Lamarr Houston and Willie Young were the top targets for the Bears, and the reasons are were obvious. Both players ranked in the top 15 among of 4-3 defensive ends last season according to Pro Football Focus (a website the Bears subscribe to for unbiased individual grades), and while Houston is the better run defender, and Young is the better pass rusher, neither are slouches when it comes to the other duties. The only critique from Bears fans were about their sack numbers. Despite being ranked so highly, the pair combined for ten total sacks in 2013 -- two less than the outgoing end combo of Julius Peppers and Shea McClellin.

Monday night's victory over the Jets is a perfect example of why sack numbers don't tell the whole story. The Bears were credited with just two sacks on the night: one by rookie Ego Ferguson with help from fellow greenhorn Will Sutton, and the other from Young, who ran Jets quarterback Geno Smith out of bounds on a scramble for a one-yard loss. Just one take-down of the quarterback in the backfield all night, but the pressures made all the difference.

According to PFF, Smith was pressured on 17 of his 47 dropbacks last night (36.2 percent), which is slightly above last year's league average. On those 17 plays, most of which coming from a four man rush, he was 3-of-14 for 17 yards.

Young was third amongst 4-3 DEs in hurries last season, while Houston was ninth. When it comes to total pressures from 2013, six of the top 15 finishers became free agents. Three of them ended up Bears (Young, Houston, and Jared Allen), and another, Michael Bennett, was a target that re-signed with his own team almost immediately.
◇ ◇ ◇ ◇ ◇
## [Short problem 1]
In the Bears article, on how many of his 47 dropbacks was Geno Smith pressured, according to PFF?
The entries that follow have no connection to the Bears article.

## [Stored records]
◇ ◇ ◇ ◇ ◇
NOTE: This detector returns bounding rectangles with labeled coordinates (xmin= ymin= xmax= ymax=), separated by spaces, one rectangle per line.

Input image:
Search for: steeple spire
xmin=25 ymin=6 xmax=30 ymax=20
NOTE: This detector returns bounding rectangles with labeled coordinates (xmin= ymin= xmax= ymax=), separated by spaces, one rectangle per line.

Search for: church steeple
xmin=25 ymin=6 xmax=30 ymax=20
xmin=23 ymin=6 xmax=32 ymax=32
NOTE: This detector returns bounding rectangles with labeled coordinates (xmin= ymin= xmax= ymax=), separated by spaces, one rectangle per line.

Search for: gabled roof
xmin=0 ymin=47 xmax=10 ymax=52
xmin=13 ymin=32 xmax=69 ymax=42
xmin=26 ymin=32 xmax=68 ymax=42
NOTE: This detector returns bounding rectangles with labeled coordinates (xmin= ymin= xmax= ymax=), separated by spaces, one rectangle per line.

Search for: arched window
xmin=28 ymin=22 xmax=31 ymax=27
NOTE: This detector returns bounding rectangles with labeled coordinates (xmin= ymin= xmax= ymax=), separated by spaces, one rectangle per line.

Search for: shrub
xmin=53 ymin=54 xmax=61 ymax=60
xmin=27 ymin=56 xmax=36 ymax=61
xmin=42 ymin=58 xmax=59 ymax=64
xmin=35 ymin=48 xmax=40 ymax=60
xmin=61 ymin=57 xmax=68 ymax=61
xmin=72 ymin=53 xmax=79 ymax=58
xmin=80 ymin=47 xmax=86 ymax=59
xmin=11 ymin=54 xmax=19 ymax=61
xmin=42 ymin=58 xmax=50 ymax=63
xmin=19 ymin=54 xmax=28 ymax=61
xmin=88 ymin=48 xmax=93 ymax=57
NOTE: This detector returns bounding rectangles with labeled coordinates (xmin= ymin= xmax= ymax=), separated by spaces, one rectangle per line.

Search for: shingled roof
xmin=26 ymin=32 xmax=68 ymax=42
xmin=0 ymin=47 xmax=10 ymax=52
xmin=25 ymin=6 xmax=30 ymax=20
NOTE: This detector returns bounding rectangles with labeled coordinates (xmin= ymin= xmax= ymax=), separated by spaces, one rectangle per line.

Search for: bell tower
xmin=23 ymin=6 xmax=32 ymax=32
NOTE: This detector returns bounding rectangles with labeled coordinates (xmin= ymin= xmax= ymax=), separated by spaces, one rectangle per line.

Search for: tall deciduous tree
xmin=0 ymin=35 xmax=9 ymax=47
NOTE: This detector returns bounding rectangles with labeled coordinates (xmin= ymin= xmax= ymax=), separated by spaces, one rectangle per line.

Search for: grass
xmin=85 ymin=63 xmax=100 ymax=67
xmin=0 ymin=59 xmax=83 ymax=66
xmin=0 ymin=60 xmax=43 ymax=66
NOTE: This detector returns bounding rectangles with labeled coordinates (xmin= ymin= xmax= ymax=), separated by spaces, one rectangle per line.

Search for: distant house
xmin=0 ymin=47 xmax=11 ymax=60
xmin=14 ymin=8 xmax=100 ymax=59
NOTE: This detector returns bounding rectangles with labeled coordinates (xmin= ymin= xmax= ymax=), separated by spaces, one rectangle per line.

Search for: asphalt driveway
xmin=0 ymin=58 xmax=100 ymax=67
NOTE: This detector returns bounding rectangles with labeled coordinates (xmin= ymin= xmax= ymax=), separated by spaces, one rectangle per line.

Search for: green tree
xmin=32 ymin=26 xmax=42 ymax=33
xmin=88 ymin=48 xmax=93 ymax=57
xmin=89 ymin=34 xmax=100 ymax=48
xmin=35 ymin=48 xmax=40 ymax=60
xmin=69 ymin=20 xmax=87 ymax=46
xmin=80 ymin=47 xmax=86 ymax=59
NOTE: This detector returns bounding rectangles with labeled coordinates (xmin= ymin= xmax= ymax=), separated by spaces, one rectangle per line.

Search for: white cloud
◇ ◇ ◇ ◇ ◇
## [Short problem 2]
Gather every line in the entries that contains the string "roof".

## [Correct answer 1]
17 of 47 dropbacks (36.2 percent).

## [Correct answer 2]
Search for: gabled roof
Search for: shingled roof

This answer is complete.